DIRECTIONS
Rescale the records from their start through the line with "892 494 933 675", both ends included, repeating every line (requests too) but multiplying each bounding box coordinate in the answers by 2.5 and rounding to whole numbers, halves up. Keep the sample numbers in the requests as they are, and leave the picture out.

DATA SHOWN
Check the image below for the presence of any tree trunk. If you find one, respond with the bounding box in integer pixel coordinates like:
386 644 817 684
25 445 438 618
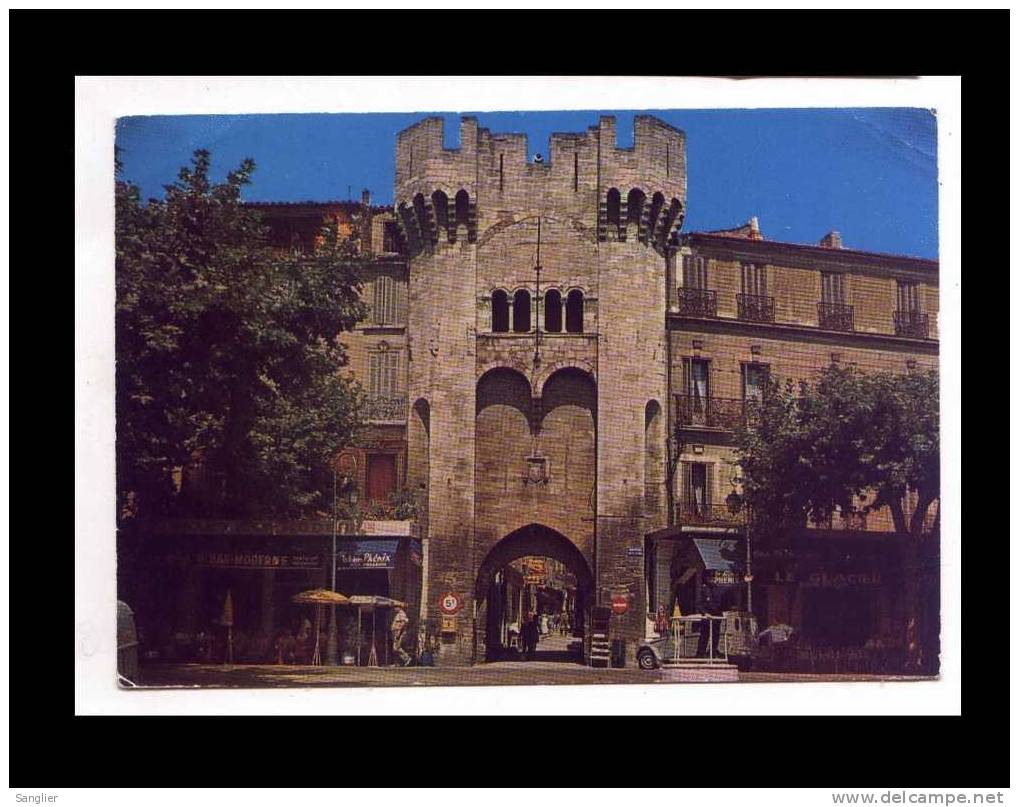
892 494 933 675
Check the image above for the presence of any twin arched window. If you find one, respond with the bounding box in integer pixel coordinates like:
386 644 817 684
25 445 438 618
492 288 584 333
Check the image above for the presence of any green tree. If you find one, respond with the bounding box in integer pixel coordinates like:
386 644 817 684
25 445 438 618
115 151 366 518
736 365 941 669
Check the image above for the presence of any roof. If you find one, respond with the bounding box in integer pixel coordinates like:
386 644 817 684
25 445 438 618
683 224 940 271
244 199 392 213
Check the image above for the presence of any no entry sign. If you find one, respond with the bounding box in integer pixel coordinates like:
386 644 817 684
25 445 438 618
439 591 464 614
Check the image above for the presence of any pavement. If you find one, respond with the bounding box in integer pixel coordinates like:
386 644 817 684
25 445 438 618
131 636 930 689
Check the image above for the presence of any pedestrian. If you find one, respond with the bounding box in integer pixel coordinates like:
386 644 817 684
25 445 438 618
522 613 538 661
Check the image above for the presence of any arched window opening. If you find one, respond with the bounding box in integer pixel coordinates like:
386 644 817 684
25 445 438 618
567 288 584 333
492 288 510 333
545 288 562 333
513 288 531 333
432 191 449 235
414 194 434 241
644 400 664 513
605 187 620 234
627 187 647 233
397 203 421 253
647 194 665 240
659 198 683 244
454 190 471 229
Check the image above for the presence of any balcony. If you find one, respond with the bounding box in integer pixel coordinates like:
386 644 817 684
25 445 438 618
365 395 407 423
736 294 774 322
676 395 745 430
676 501 747 527
677 286 718 318
817 303 853 331
895 311 927 339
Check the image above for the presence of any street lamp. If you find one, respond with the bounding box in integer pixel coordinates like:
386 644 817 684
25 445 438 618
325 468 358 666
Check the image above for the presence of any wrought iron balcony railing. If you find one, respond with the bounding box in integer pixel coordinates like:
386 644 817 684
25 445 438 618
365 395 407 421
678 286 718 317
676 501 747 527
736 294 774 322
895 311 927 339
676 395 746 429
808 513 867 532
817 303 853 330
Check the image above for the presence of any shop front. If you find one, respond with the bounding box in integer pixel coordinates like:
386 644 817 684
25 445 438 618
754 534 903 671
647 528 747 636
137 523 421 664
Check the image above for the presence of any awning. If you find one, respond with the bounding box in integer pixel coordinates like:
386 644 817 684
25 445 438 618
693 538 745 585
336 538 399 570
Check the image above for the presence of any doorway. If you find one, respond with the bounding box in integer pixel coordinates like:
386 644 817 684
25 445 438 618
365 453 396 502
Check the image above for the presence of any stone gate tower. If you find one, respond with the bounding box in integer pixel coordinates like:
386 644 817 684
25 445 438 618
395 115 686 664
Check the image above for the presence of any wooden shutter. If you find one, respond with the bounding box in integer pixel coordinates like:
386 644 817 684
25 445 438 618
382 352 399 396
368 353 382 396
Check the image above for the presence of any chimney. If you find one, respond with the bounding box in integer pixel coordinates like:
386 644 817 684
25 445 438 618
818 230 842 250
747 216 763 240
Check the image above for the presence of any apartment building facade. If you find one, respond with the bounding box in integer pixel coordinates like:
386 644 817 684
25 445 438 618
649 219 938 660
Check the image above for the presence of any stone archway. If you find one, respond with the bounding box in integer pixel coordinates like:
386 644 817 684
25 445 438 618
475 524 594 660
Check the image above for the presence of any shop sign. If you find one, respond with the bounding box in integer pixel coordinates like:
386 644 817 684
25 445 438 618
439 591 464 615
336 541 399 570
195 552 321 569
524 557 547 575
803 572 881 588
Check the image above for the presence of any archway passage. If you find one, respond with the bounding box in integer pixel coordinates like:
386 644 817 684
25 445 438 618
475 524 593 663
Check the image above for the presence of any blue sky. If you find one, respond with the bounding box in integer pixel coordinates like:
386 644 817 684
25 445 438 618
117 108 937 258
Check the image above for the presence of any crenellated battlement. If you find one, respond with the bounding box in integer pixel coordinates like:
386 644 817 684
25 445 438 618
395 115 687 255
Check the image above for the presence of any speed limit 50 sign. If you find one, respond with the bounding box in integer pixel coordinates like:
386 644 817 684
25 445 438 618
439 591 464 614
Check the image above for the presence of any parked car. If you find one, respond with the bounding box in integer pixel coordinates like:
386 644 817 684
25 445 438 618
637 611 758 669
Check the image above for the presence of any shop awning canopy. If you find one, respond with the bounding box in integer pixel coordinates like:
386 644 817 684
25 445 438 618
336 538 399 570
693 538 743 572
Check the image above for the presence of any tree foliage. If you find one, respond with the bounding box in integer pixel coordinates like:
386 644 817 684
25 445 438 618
736 364 941 671
115 151 365 517
736 364 941 534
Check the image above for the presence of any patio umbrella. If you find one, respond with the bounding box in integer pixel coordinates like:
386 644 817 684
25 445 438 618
348 594 407 666
290 589 350 666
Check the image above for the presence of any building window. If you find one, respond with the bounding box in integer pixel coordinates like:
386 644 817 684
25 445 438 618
686 359 708 411
374 275 397 325
545 288 562 333
382 221 399 253
492 288 510 333
683 463 713 516
821 272 846 306
567 288 584 333
683 255 707 290
368 351 399 397
605 187 621 235
742 264 767 297
895 280 927 339
513 288 531 333
742 362 768 401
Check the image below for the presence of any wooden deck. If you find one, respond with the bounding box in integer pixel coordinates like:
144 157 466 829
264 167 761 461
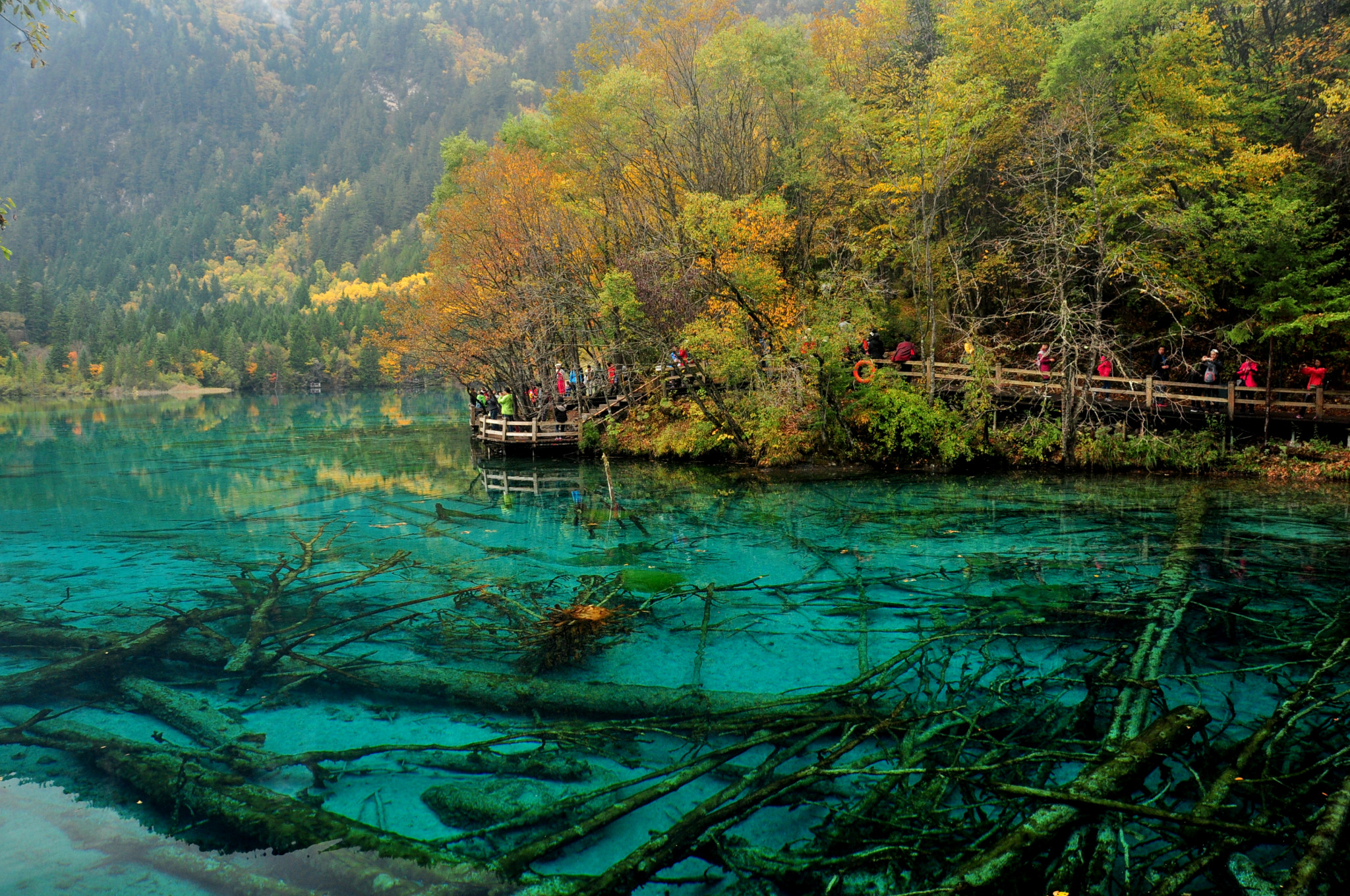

REPLY TO THE TASK
Check the image below for the presence of any tree trunk. If you find one, respond with the bounding box in integer pixel coordinates like:
386 644 817 684
25 445 438 618
2230 1235 2333 1688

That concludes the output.